#### INSTRUCTIONS TO FOLLOW
Reproduce the lines below, substituting "upper-left corner" for every occurrence of "top-left corner" and leaving everything else untouched; omit the pictures.

[Region segmentation data]
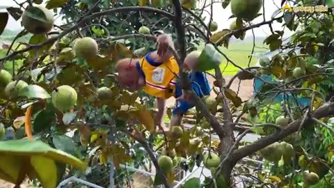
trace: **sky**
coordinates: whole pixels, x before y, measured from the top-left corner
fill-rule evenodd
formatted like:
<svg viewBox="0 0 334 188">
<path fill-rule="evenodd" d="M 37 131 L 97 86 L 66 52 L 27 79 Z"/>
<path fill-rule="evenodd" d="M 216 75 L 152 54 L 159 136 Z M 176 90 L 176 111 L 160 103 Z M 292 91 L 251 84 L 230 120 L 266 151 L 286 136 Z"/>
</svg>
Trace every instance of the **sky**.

#### FULL RESPONSE
trace: **sky**
coordinates: whole pixels, x before y, measured from the upper-left corner
fill-rule evenodd
formatted like:
<svg viewBox="0 0 334 188">
<path fill-rule="evenodd" d="M 37 131 L 97 86 L 66 52 L 27 79 Z"/>
<path fill-rule="evenodd" d="M 216 75 L 152 54 L 159 136 Z M 176 90 L 176 111 L 160 103 Z M 292 91 L 251 84 L 230 120 L 266 151 L 286 136 Z"/>
</svg>
Trace every instance of the **sky**.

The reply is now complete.